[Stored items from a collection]
________

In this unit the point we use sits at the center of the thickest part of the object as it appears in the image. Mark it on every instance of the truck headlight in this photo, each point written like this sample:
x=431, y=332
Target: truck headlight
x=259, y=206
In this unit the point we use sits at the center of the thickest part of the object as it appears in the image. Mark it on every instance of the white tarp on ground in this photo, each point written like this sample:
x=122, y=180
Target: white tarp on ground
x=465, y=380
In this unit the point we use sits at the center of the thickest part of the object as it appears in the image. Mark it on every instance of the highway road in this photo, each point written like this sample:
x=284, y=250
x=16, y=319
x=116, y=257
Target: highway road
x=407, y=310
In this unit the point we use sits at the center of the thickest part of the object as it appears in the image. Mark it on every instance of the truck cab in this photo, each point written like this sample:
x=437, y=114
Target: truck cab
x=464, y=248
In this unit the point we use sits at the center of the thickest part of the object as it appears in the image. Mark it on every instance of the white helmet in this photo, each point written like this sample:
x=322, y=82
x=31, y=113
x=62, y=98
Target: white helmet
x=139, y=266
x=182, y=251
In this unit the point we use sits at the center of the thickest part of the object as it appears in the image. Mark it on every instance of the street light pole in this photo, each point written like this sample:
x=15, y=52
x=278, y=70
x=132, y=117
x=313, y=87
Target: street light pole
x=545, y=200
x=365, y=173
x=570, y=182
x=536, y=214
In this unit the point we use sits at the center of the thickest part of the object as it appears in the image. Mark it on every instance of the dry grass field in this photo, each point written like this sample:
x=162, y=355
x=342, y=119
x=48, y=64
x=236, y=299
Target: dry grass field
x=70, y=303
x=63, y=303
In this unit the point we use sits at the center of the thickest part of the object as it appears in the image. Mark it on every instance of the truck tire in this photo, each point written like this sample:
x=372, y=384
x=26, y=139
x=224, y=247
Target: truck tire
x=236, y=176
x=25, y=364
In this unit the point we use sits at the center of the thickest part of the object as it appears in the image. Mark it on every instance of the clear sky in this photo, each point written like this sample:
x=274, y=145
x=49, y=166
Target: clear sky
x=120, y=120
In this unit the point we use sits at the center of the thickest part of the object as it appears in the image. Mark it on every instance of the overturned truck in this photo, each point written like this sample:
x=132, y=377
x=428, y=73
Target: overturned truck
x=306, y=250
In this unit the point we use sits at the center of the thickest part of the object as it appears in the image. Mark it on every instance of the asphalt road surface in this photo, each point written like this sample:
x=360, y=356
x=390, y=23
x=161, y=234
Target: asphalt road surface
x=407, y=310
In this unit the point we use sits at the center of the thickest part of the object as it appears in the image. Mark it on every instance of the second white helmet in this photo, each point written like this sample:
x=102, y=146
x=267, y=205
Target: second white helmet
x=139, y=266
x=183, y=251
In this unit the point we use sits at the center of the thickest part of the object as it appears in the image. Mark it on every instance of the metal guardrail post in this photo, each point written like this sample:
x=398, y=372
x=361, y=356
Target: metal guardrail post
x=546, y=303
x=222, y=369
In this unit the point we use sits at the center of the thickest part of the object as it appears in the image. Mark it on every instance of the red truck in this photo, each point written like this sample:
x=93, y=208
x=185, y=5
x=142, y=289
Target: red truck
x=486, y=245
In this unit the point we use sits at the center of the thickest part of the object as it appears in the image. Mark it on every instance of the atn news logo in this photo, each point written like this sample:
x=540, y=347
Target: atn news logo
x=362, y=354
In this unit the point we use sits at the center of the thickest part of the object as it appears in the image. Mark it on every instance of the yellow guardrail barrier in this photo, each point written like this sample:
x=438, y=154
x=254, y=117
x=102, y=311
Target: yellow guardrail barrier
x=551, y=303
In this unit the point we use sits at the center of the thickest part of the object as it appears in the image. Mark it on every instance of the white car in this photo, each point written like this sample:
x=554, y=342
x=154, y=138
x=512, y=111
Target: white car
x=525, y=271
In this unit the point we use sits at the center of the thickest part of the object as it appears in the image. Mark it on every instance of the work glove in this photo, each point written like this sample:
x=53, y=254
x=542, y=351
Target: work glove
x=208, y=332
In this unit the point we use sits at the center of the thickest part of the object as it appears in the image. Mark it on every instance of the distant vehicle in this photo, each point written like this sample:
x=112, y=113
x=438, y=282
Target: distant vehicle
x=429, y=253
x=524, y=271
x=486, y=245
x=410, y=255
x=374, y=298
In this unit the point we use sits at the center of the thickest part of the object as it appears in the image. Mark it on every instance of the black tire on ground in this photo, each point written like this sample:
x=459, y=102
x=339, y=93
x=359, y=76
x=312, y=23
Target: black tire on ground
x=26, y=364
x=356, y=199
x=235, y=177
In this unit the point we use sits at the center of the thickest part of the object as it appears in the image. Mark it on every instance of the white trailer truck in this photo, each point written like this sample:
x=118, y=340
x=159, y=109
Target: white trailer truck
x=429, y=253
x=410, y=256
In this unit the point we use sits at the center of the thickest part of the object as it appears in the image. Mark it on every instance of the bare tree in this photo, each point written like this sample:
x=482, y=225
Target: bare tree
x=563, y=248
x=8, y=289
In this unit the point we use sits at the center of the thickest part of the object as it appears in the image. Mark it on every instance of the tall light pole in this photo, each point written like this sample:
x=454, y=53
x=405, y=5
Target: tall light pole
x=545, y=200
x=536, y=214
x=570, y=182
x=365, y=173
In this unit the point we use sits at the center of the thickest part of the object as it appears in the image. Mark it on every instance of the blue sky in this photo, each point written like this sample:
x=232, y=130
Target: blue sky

________

**Work required**
Go through the records and output them all, word for word.

**Answer space**
In this unit the point we use sits at the center of the thickest part of the object as it appears in the image. Mark it on every instance of the truck headlight in this photo, each point written like this sample:
x=431, y=332
Target: truck headlight
x=259, y=206
In this unit the point we use sits at the center of the thickest part of the object as it appears in the image. Mark it on every instance of the white tarp on ground in this photo, each point written like this sample:
x=122, y=180
Target: white tarp on ground
x=465, y=380
In this unit the point we use sits at the center of the thickest part of the object as it appears in the image. Mark it on every instance of the highway road in this photo, each point written like this sample:
x=284, y=250
x=16, y=319
x=116, y=257
Target: highway road
x=407, y=310
In this unit the point we use sits at the center of the thickest part of the object as it appears in the image. Mark it on every instance of the truck cab in this photo, each point written like this sample:
x=437, y=114
Target: truck cab
x=464, y=248
In this unit the point we use sits at the center of the thickest part of the object as it appears in the image. Mark it on every instance of the white helmet in this photo, each point written like this sample:
x=322, y=82
x=31, y=113
x=62, y=98
Target: white helmet
x=139, y=266
x=182, y=251
In this unit the point we use sits at the center of the thickest part of the object as it appears in the image. Mark it on every instance of the street light pole in this photo, each point written like this sample:
x=15, y=52
x=278, y=70
x=132, y=117
x=313, y=87
Target: street light pole
x=545, y=200
x=365, y=173
x=570, y=182
x=536, y=214
In this unit the point we use sits at the center of the thickest part of the object as it appears in the image. Mark it on every instance of the dry grass field in this photo, each point written like this sample:
x=162, y=355
x=342, y=119
x=48, y=64
x=236, y=299
Target: dry grass field
x=70, y=303
x=63, y=303
In this unit the point we use sits at the center of the thickest part of the object as it appears in the image. Mark it on every instance of the truck tire in this photo, each point written like this sample:
x=372, y=384
x=26, y=139
x=224, y=247
Target: truck tire
x=236, y=176
x=25, y=364
In this unit the point we use sits at the center of the thickest part of the object as it appears in the image. Mark it on every instance of the clear sky in this photo, each point written like this sample:
x=274, y=145
x=49, y=166
Target: clear sky
x=120, y=120
In this unit the point we use sits at the center of the thickest part of the object as it appears in the image. Mark it on every instance of the overturned truck in this photo, each point written like this sample:
x=132, y=377
x=428, y=73
Target: overturned truck
x=306, y=250
In this unit the point we use sits at the center of the thickest part of the object as it appears in the image. Mark it on every instance of the asphalt road surface in this photo, each point written like this sample:
x=360, y=356
x=390, y=23
x=161, y=234
Target: asphalt road surface
x=407, y=310
In this unit the point we use sits at the center of the thickest part of the object as it appears in the image. Mark it on every instance of the second white helmet in this photo, each point written like this sample:
x=102, y=146
x=267, y=205
Target: second white helmet
x=139, y=266
x=183, y=251
In this unit the point we use sits at the center of the thickest part of the object as it appears in the image. Mark it on every instance of the metal guardrail post in this photo, each point written like this sample:
x=398, y=372
x=361, y=356
Target: metal guardrail post
x=546, y=303
x=222, y=369
In this unit the point we use sits at the center of the thickest part of the object as it appears in the image. Mark it on every instance of the red truck in this photo, each point written like this sample:
x=93, y=208
x=185, y=5
x=142, y=289
Target: red truck
x=486, y=245
In this unit the point we use sits at the center of the thickest part of the object as it appears in the image. Mark it on every instance of the atn news logo in this photo, each point written like this sample:
x=540, y=347
Target: atn news logo
x=362, y=354
In this unit the point we use sits at the center of the thickest part of the object as it appears in the image. Mark it on every instance of the yellow guardrail barrier in this photo, each point written like this sample:
x=438, y=154
x=254, y=117
x=102, y=311
Target: yellow guardrail barrier
x=551, y=303
In this unit the point we use sits at the center of the thickest part of the object as it appears in the image. Mark it on every instance of the white car in this photo, each point written like this sample:
x=554, y=342
x=154, y=138
x=512, y=111
Target: white car
x=525, y=271
In this unit the point we use sits at the center of the thickest part of the object as it appears in the image. Mark it on every instance of the work glove in this photo, each point written like this sample:
x=53, y=254
x=542, y=351
Target: work glove
x=208, y=332
In this unit the point we use sits at the center of the thickest part of the object as it appears in the image. Mark it on every instance of the distant vehicle in this photo, each point written like this sample:
x=112, y=113
x=438, y=282
Target: distant vehicle
x=429, y=253
x=524, y=271
x=486, y=245
x=410, y=255
x=374, y=298
In this unit the point we use sits at the center of the thickest part of the object as it appears in the image. Mark it on every instance of the black tire on ground in this photo, each point written like this sample:
x=459, y=102
x=339, y=93
x=359, y=76
x=312, y=23
Target: black tire on ground
x=26, y=364
x=356, y=199
x=235, y=177
In this unit the point we use sits at the center of the thickest part of the object as it appears in the image. Mark it on every instance of the white trailer truck in this photo, each point written like this sample:
x=118, y=340
x=159, y=109
Target: white trailer truck
x=429, y=253
x=410, y=256
In this unit the point we use sits at the center of the thickest part of the object as it appears in the image. Mark it on every instance of the bare tree in this photo, each point written like this sample:
x=482, y=225
Target: bare tree
x=563, y=248
x=8, y=289
In this unit the point we use sits at the center of the thickest part of the object as it appears in the image. Mark it on every instance of the tall light pole in this photo, each point written like this sample:
x=454, y=53
x=405, y=5
Target: tall light pole
x=545, y=200
x=536, y=214
x=570, y=182
x=365, y=173
In this unit the point we use sits at the center of the thickest part of the object as it appears in the image. Mark it on every instance of the blue sky in this photo, each point written like this sample:
x=232, y=130
Target: blue sky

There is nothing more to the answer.